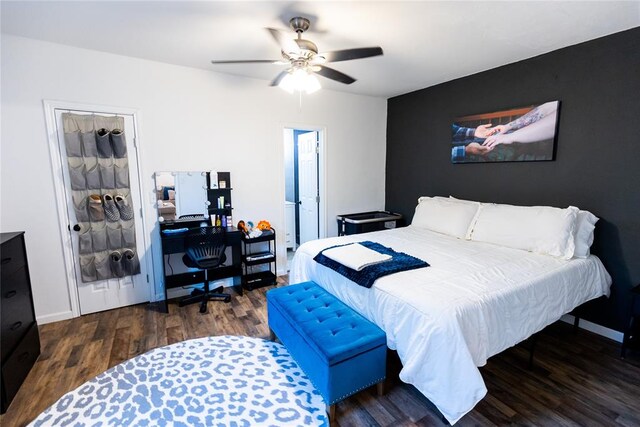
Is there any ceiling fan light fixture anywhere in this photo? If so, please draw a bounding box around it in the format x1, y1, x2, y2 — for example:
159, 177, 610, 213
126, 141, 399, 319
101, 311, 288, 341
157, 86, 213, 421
278, 68, 321, 94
*****
**Görev Talimatı:**
Yukarıdaki öğelerde "ceiling" kelimesinin geçtiği bütün satırları topla. Büyük ve küçük harf farkı dikkate alınsın.

**Görevin Cevabı:**
Is there any ceiling fan light fixture anywhere in this photo? If so, please draw a bounding box around it in the format x1, y1, x2, y2 — for example:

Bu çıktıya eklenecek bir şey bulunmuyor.